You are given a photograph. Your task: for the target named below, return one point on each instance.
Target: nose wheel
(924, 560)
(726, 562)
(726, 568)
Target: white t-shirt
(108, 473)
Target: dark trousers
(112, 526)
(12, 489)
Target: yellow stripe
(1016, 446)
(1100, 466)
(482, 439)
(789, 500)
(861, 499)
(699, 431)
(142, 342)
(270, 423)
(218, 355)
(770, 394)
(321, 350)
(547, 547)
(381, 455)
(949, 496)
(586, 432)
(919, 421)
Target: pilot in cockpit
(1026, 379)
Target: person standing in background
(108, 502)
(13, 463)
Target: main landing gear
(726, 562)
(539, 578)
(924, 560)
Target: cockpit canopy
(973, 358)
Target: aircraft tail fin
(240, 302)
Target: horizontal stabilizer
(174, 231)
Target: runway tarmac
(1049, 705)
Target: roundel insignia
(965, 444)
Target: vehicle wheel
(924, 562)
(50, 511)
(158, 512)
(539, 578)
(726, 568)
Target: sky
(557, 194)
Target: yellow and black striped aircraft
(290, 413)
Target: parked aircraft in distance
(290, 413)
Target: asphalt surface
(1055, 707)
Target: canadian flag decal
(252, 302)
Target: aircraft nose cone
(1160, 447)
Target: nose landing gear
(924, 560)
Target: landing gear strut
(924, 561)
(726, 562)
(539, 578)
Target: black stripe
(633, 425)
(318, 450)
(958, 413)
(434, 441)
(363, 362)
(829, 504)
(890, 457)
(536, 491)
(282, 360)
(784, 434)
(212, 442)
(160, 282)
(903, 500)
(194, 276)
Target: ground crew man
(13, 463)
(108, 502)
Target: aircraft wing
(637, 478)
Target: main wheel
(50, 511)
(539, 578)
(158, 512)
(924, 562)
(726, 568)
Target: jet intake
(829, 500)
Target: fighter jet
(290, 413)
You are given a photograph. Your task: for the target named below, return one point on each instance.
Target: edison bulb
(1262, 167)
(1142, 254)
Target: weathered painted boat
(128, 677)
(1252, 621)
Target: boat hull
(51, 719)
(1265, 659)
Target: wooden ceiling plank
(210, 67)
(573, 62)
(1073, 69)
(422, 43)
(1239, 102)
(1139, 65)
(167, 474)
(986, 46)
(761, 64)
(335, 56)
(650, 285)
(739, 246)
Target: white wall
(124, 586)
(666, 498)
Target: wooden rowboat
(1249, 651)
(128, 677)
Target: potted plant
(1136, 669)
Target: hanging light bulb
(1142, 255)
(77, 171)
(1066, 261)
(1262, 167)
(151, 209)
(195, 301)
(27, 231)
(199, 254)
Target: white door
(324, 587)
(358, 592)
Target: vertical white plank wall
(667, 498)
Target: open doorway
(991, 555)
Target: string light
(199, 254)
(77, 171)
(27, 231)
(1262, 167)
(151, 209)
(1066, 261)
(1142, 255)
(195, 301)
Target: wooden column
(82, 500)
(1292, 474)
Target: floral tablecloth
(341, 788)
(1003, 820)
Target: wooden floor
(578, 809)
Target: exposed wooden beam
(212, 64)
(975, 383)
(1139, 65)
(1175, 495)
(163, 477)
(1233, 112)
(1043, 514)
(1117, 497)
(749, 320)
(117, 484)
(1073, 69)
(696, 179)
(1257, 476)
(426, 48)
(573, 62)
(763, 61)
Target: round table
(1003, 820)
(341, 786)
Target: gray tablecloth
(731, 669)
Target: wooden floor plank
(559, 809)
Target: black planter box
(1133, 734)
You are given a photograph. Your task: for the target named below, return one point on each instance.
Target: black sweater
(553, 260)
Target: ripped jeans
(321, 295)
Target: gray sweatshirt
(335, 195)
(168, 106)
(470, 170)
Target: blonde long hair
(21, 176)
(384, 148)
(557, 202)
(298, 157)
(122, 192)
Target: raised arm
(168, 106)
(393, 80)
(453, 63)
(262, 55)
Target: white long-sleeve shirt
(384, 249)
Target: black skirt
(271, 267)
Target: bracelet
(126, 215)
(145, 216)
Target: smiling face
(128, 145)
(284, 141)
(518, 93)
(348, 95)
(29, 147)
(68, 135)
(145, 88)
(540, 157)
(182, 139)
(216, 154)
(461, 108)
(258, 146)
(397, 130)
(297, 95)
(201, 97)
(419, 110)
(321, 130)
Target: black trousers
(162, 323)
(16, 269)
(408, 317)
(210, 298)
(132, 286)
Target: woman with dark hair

---

◆ AIM OF THE TASK:
Please reproduce each record precisely as written.

◆ ANSWER IN FULL:
You are given a photograph. Your task: for the target named below, return one point on each instance.
Target: nose wheel
(924, 560)
(726, 562)
(726, 568)
Target: white t-shirt
(108, 473)
Target: dark trousers
(112, 526)
(12, 489)
Target: yellow stripe
(1016, 446)
(1100, 466)
(482, 439)
(789, 500)
(861, 499)
(699, 431)
(142, 342)
(270, 423)
(218, 355)
(770, 394)
(321, 350)
(547, 547)
(381, 455)
(949, 496)
(586, 432)
(919, 421)
Target: pilot in cockpit
(1026, 379)
Target: person standing in background
(108, 502)
(13, 463)
Target: main landing gear
(726, 562)
(539, 578)
(924, 560)
Target: cockpit canopy
(973, 358)
Target: aircraft tail fin
(240, 302)
Target: horizontal stabilizer
(174, 231)
Target: runway tarmac
(1049, 705)
Target: roundel insignia
(965, 444)
Target: vehicle wheel
(924, 562)
(50, 511)
(158, 512)
(539, 578)
(726, 568)
Target: sky
(557, 194)
Target: yellow and black striped aircraft
(290, 413)
Target: parked aircraft in distance
(290, 413)
Target: asphalt surface
(1055, 707)
Target: canadian flag decal
(252, 302)
Target: aircraft nose cone
(1160, 447)
Target: nose landing gear
(924, 560)
Target: landing gear strut
(924, 561)
(726, 562)
(539, 578)
Target: black stripe
(633, 425)
(318, 450)
(958, 413)
(434, 441)
(363, 362)
(829, 504)
(890, 457)
(536, 491)
(282, 360)
(784, 434)
(212, 442)
(160, 282)
(903, 500)
(194, 276)
Target: ground crew man
(13, 463)
(108, 502)
Target: aircraft wing
(637, 478)
Target: main wheel
(50, 511)
(539, 578)
(158, 512)
(924, 562)
(726, 568)
Target: jet intake
(829, 500)
Target: fighter jet
(290, 413)
You are given a photograph. Your task: for the target named below, return one point on each instance.
Target: edison bulb
(1262, 167)
(1142, 254)
Target: weathered painted boat
(128, 677)
(1252, 621)
Target: boat hull
(51, 719)
(1265, 659)
Target: wooden ceiling plank
(210, 67)
(573, 62)
(1073, 69)
(422, 43)
(1239, 102)
(1139, 65)
(167, 474)
(986, 46)
(761, 64)
(335, 56)
(650, 285)
(739, 246)
Target: white wall
(124, 586)
(666, 498)
Target: wooden rowboat
(1249, 651)
(128, 677)
Target: potted plant
(1136, 669)
Target: hanging light bulb
(1142, 255)
(77, 171)
(1066, 261)
(1262, 167)
(151, 209)
(195, 301)
(27, 231)
(199, 254)
Target: white door
(324, 587)
(358, 592)
Target: vertical white plank wall
(667, 498)
Target: open doorway
(991, 555)
Target: string light
(199, 254)
(77, 171)
(27, 231)
(1262, 167)
(151, 209)
(1066, 261)
(1142, 255)
(195, 301)
Target: wooden column
(82, 500)
(1292, 474)
Target: floral tablecloth
(341, 788)
(1003, 820)
Target: wooden floor
(578, 809)
Target: exposed wooden beam
(212, 64)
(975, 383)
(1139, 65)
(1175, 495)
(163, 477)
(1233, 112)
(1043, 514)
(1117, 497)
(749, 320)
(117, 484)
(1073, 69)
(696, 179)
(1257, 476)
(426, 48)
(573, 62)
(763, 61)
Target: round table
(1003, 820)
(341, 786)
Target: gray tablecloth
(731, 669)
Target: wooden floor plank
(559, 809)
Target: black planter box
(1133, 734)
You are given a photograph. Your task: for the target named below, return one point on each instance.
Target: black sweater
(553, 260)
Target: ripped jeans
(321, 295)
Target: gray sweatshirt
(335, 195)
(168, 106)
(470, 170)
Target: blonde long hair
(21, 176)
(384, 148)
(557, 202)
(298, 157)
(122, 192)
Target: raised arm
(168, 106)
(393, 80)
(453, 63)
(262, 55)
Target: white long-sleeve shirt
(384, 249)
Target: black skirt
(271, 267)
Target: bracelet
(126, 215)
(145, 216)
Target: smiling face
(128, 145)
(284, 141)
(518, 93)
(348, 95)
(29, 147)
(68, 135)
(145, 88)
(540, 157)
(182, 139)
(216, 154)
(461, 108)
(258, 146)
(397, 130)
(297, 95)
(201, 97)
(419, 110)
(321, 130)
Target: black trousers
(162, 323)
(16, 269)
(408, 317)
(210, 298)
(132, 286)
Target: woman with dark hair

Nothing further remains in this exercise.